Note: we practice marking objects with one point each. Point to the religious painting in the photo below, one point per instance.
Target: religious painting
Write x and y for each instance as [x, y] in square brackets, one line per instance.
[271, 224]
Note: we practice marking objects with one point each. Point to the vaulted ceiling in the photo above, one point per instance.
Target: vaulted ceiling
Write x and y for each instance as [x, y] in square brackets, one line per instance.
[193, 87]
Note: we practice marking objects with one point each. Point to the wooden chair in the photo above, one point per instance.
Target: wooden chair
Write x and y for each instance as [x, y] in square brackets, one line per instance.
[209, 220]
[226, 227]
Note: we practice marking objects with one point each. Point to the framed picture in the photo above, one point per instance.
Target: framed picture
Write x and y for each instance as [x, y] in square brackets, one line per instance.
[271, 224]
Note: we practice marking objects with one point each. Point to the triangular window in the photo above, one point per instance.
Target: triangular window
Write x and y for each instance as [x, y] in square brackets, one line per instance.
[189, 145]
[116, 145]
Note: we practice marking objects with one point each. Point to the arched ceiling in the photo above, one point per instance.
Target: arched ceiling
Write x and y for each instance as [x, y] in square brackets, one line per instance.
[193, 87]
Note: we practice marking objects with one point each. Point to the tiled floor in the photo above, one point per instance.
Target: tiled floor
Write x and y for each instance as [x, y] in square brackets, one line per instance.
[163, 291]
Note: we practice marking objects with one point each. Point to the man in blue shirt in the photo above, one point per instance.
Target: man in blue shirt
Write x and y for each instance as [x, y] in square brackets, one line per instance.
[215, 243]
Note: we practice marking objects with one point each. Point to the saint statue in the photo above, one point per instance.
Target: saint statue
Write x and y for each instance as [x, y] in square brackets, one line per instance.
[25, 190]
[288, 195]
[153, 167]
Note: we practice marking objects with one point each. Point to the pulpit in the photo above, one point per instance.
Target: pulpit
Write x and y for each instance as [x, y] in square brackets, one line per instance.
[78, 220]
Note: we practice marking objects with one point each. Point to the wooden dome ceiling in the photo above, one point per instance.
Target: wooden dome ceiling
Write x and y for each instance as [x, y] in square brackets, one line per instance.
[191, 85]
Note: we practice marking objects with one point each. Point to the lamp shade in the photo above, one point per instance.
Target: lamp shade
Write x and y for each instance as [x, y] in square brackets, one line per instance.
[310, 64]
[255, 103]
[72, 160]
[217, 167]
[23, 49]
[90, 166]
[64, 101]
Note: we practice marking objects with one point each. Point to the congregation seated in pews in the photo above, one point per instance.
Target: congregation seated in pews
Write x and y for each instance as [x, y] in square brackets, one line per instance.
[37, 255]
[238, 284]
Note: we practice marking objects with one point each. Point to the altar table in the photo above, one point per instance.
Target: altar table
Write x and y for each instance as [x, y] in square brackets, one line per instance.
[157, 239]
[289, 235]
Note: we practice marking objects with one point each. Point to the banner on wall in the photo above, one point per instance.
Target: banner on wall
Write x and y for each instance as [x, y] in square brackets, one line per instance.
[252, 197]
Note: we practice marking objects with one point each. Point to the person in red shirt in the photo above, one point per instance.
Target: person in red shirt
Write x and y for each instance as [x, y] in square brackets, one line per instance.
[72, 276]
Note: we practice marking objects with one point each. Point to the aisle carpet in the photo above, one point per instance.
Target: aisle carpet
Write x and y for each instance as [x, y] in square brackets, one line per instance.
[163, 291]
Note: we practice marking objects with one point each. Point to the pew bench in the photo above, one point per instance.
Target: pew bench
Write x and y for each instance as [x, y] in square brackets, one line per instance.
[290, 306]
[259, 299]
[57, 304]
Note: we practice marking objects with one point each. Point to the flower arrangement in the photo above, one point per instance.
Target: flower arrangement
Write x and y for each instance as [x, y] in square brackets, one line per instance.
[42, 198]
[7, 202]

====

## SET PROBLEM
Render all of the records above as a JSON list of strings, one string per line, with blank lines left out.

## EXERCISE ANSWER
[
  "Note: we practice marking objects with one point each. Point to the religious painting in the photo below, one point per instance.",
  "Target: religious painting",
  "Write x and y for each instance as [x, y] in square brackets, one line per instance.",
  "[271, 224]",
  "Note: we practice marking objects with one point each. Point to the vaulted ceiling in the photo above, one point per instance.",
  "Target: vaulted ceiling",
  "Write x and y for each instance as [x, y] in square brackets, one line per instance.",
  "[193, 87]",
  "Note: we practice marking objects with one point each. Point to the wooden chair in the photo above, one point per instance.",
  "Target: wooden chair",
  "Write x and y for each instance as [x, y] in square brackets, one line per instance.",
  "[209, 220]",
  "[226, 227]",
  "Note: we practice marking objects with one point each. Point to the framed picture in the photo above, one point per instance.",
  "Target: framed picture",
  "Write x and y for each instance as [x, y] in square brackets, one line per instance.",
  "[271, 224]",
  "Note: we practice marking objects with one point each. Point to the triangular window in the photo above, one point per instance.",
  "Target: triangular window",
  "Write x and y for each instance as [x, y] in square brackets, one line per instance.",
  "[189, 145]",
  "[116, 145]",
  "Note: we practice marking objects with one point each. Point to the arched ceiling in the photo above, one point per instance.",
  "Target: arched ceiling",
  "Write x and y for each instance as [x, y] in square brackets, one line per instance.",
  "[193, 87]",
  "Note: we practice marking objects with one point each. Point to the tiled floor in the photo above, one point per instance.",
  "Target: tiled floor",
  "Write x and y for each instance as [x, y] in square brackets, one line per instance.",
  "[163, 291]",
  "Note: we practice marking objects with one point each. Point to the man in blue shirt in the photo above, one point per instance.",
  "Target: man in blue shirt",
  "Write x and y for each instance as [x, y] in square brackets, one line per instance.",
  "[215, 243]",
  "Note: we practice marking objects with one point each. Point to the saint statue in the photo above, one point per instance.",
  "Target: saint statue",
  "Write x and y for each instance as [x, y] in square brackets, one line per instance.",
  "[25, 190]",
  "[288, 195]",
  "[153, 167]",
  "Note: we practice marking objects with one point each. Point to the pulpit in the photo above, one point per instance.",
  "Target: pulpit",
  "Write x and y for each instance as [x, y] in square brackets, one line per instance.",
  "[78, 220]",
  "Note: we practice marking objects with one point each. Point to the wooden dome ceiling in the photo above, one point per instance.",
  "Target: wooden dome ceiling",
  "Write x and y for each instance as [x, y] in square brackets, one line per instance.",
  "[191, 85]",
  "Note: we practice marking objects with one point each. Point to the lamp shade in the photo above, one point per instance.",
  "Target: lamp shade",
  "Write x and y for each instance as [x, y] in square brackets, one line per instance.",
  "[310, 64]",
  "[255, 103]",
  "[72, 160]",
  "[217, 167]",
  "[23, 49]",
  "[90, 166]",
  "[64, 101]",
  "Note: we practice marking objects with one point each. Point to the congregation seated in pews in the photo above, one point per instance.",
  "Target: congregation seated in pews",
  "Write x and y for each instance as [x, y] in square brackets, one line per instance.",
  "[37, 255]",
  "[238, 284]",
  "Note: we practice marking objects with one point each. Point to the altar table in the photo above, one point per instance.",
  "Target: altar table",
  "Write x and y for each instance as [x, y] in square brackets, one line per instance.",
  "[157, 239]",
  "[289, 235]",
  "Note: we practice marking objects with one point each. Point to the banner on wall in the photo above, one point per instance.",
  "Target: banner on wall",
  "Write x and y for each instance as [x, y] in square brackets, one line per instance.",
  "[252, 197]",
  "Note: we practice marking objects with one point each. Point to the person in red shirt in the photo above, one point per instance.",
  "Target: person in red shirt",
  "Write x and y for each instance as [x, y] in square brackets, one line per instance.",
  "[72, 276]",
  "Note: we practice marking objects with one point each. Point to the aisle carpet in the photo above, one point per instance.",
  "Target: aisle carpet",
  "Write x and y for each instance as [x, y] in square brackets, one line per instance.",
  "[163, 291]",
  "Note: we practice marking objects with one point each. Point to the pew bench in the photo above, one point per instance.",
  "Target: pew bench",
  "Write x and y for each instance as [x, y] in square brackets, one line per instance.",
  "[290, 306]",
  "[259, 299]",
  "[57, 304]",
  "Note: we practice marking objects with one point each. Point to the flower arrangement in the photo above, one point per instance.",
  "Target: flower arrangement",
  "Write x and y for each instance as [x, y] in square brackets, one line per instance.",
  "[42, 198]",
  "[7, 202]"
]